■ **EXERCISE INPUTS**:
____________
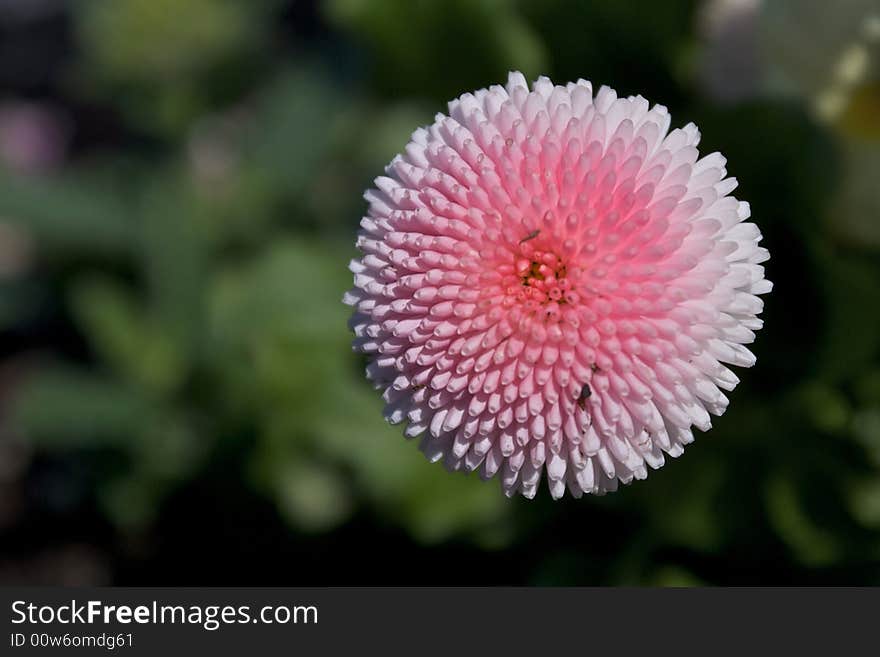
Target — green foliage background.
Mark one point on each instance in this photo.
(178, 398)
____________
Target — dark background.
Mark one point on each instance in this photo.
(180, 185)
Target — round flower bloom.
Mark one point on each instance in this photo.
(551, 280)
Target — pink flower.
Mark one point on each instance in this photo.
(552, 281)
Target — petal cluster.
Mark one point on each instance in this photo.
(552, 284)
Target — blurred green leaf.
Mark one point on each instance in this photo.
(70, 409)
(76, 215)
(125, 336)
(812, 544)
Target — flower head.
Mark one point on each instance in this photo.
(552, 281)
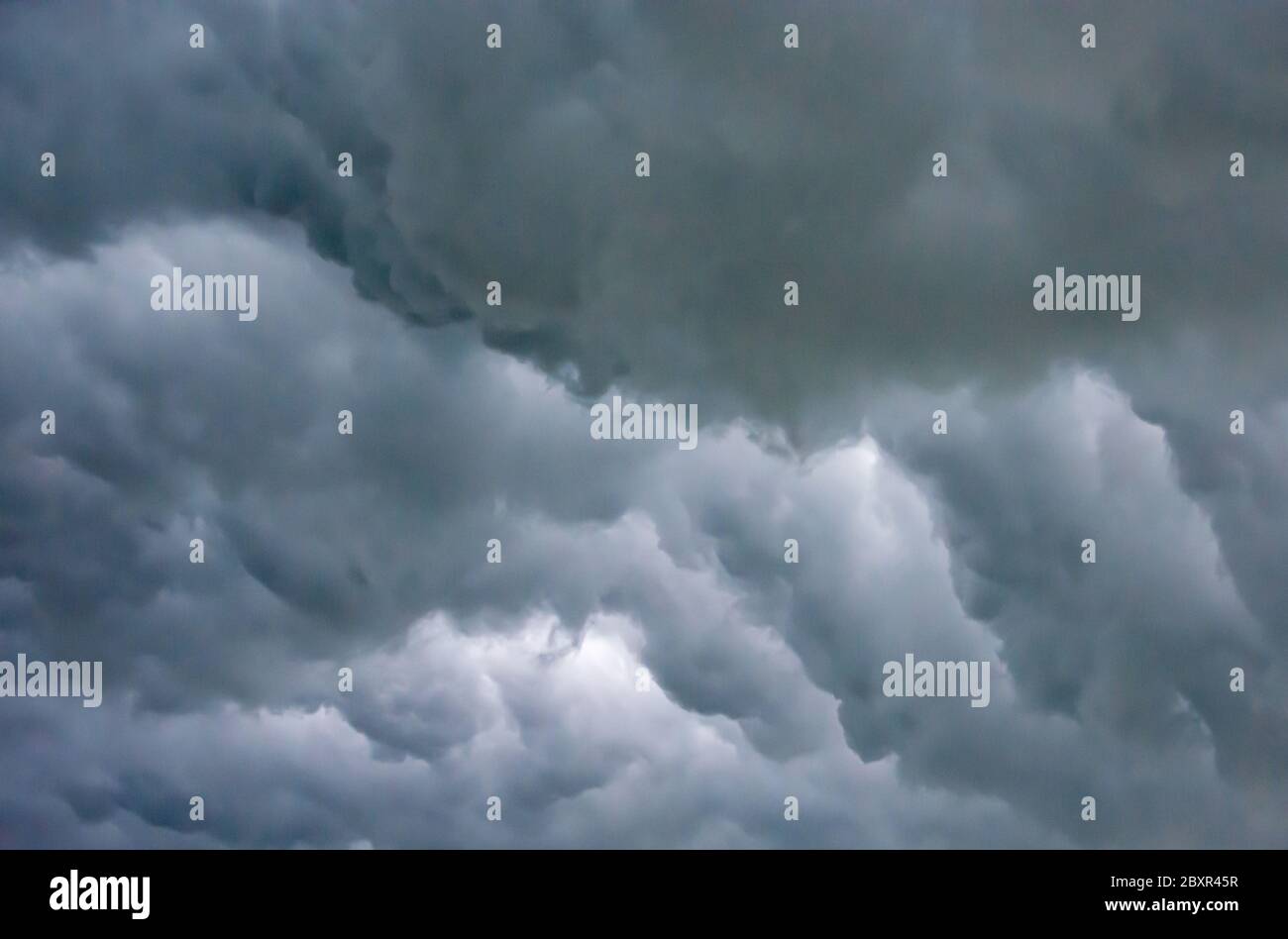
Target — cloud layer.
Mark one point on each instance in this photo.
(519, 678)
____________
■ **PROBLEM DESCRIPTION**: Show each line of the rows above that contains the word "flower", matching case exactly.

■ **COMPLETED TASK**:
Target — round flower bloom.
Target — pink flower.
Target — flower head.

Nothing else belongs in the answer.